**WHAT THE EXERCISE ASKS:** Copy every line below word for word, without changing or leaving out anything.

**Entries from a pointing dataset:**
+ + + + + + +

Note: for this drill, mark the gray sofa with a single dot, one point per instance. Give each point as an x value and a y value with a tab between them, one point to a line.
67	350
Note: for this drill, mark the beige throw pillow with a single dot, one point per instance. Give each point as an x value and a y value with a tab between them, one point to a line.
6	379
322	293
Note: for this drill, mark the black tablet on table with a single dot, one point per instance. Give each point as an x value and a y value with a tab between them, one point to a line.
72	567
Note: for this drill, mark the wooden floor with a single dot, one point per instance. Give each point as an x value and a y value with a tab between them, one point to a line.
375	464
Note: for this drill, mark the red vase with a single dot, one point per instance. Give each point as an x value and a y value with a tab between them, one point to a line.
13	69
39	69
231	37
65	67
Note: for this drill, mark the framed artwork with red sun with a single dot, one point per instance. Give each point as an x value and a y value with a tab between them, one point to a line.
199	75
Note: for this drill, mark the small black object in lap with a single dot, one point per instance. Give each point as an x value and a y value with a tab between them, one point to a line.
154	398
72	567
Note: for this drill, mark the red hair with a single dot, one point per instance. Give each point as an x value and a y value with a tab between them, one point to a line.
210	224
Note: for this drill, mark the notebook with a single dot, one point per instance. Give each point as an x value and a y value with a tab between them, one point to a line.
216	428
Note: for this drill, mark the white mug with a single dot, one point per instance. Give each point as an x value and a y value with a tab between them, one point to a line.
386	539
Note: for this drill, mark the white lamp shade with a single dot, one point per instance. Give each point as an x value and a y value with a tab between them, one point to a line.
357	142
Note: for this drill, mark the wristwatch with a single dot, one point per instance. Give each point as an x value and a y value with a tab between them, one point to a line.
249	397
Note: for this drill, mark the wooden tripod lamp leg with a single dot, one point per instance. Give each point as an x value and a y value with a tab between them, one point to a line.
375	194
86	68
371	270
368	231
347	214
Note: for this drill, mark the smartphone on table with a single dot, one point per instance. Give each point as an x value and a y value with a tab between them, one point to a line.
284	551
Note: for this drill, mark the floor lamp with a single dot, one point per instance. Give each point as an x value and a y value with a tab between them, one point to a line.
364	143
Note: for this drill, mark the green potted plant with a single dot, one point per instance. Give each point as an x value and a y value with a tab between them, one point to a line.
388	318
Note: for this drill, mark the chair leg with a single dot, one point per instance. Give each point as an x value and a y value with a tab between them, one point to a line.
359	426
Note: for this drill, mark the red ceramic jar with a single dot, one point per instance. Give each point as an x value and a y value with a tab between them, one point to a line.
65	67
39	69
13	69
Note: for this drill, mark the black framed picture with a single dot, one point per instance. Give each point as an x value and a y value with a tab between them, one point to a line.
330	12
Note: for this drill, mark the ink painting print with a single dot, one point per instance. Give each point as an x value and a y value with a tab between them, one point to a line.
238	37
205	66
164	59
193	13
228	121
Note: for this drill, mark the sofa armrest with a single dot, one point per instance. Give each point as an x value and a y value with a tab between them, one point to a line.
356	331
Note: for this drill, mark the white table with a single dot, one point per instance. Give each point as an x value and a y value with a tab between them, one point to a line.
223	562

+ + + + + + +

**EXERCISE RESULT:**
Note: for this drill, mark the gray sofa with a single dot, one point per instance. Give each point as an x value and a y value with a tab between them, one point to a line.
67	350
Note: for this drill, mark the beige throw pillow with a single dot, one point per instance. Give each point as an x value and a y value with a tab between them, one point to a line.
6	379
322	293
Note: for this drill, mark the black tablet on table with a single dot, one point per instance. Give each point as an x value and a y value with a tab between them, one point to a line.
72	567
Note: for this drill, mark the wooden floor with a single dot, one point per instance. Give each point as an x value and a y value with a tab between them, one point to a line.
375	464
Note: for this drill, mark the red vase with a single dot, one point per instance. Give each point as an x value and a y value with a tab between them, one point to a line.
13	69
39	69
231	37
65	67
Note: for this drill, mark the framed artwork with red sun with a single dot, one point per instance. Give each point as an x value and a y value with a tab between them, one point to a line.
199	75
Note: for this drill, mark the small black object in lap with a single dot, one point per instance. Give each point as an x value and a y value with a tab between them, one point to a line.
154	398
72	567
Note: for this drill, mark the red hair with a single dot, one point per instance. Give each point as an x value and a y value with a tab between them, one point to a line.
210	224
Note: for this drill, mark the notebook with a single dot, one point per instance. Give each point as an x value and a y value with a tab between them, one point to a line.
216	428
Note: for this drill, mark the white mug with a single dot, one point per instance. Give each point as an x value and a y value with a tab between them, one point to a line.
386	539
Note: for this drill, mark the white lamp shade with a single dot, one point per instance. Give each point as an x value and a y value with a tab between them, one point to a line.
357	142
Note: for this drill, mark the wristwatch with a single dot, one point per instance. Give each point as an x value and a y value with a tab between them, one point to a line.
249	397
Note: for this drill, mark the wooden tripod lamp leg with a single dot, one point per instance. Give each point as an x value and a y value with a tab between them, one point to a line.
375	194
86	68
371	270
368	231
347	214
Note: for this drill, mark the smartphone on table with a single dot, one point per instance. Give each point as an x value and a y value with a tab between them, one point to a line.
284	551
Note: for this drill, mark the floor lamp with a single dot, one point per instance. Give each point as an x value and a y value with a tab between them, one point to a line.
364	143
Note: for this drill, mark the green potted plant with a single dot, one point per instance. Give each point as an x value and a y value with a tab between them, one point to a line.
388	318
Note: for this drill, mark the chair leg with a single dot, one point per instance. Give each point as an x value and a y value with a tab between them, one point to a line.
359	426
Note: for this drill, mark the red ceramic jar with a single dot, one point per instance. Give each point as an x value and a y value with a tab between them, one point to a line.
65	67
39	69
13	69
Note: for this drill, mark the black framed picture with a single dot, one point per instance. Give each point as an x value and a y value with a tab between them, one point to a line.
330	12
Note: for this drill, mark the ink painting print with a single dot, one point per instance. Give each point as an x value and a y value with a tab between them, one point to a line.
238	37
205	66
164	59
193	13
228	121
Note: for this drill, mark the sofa armrest with a single dot, one point per instance. Give each point as an x value and a y value with a tab between them, one point to a line.
356	331
Note: for this drill, mark the white table with a single dot, one point per instance. Give each point as an x value and a y value with a tab between them, one point to a line.
223	562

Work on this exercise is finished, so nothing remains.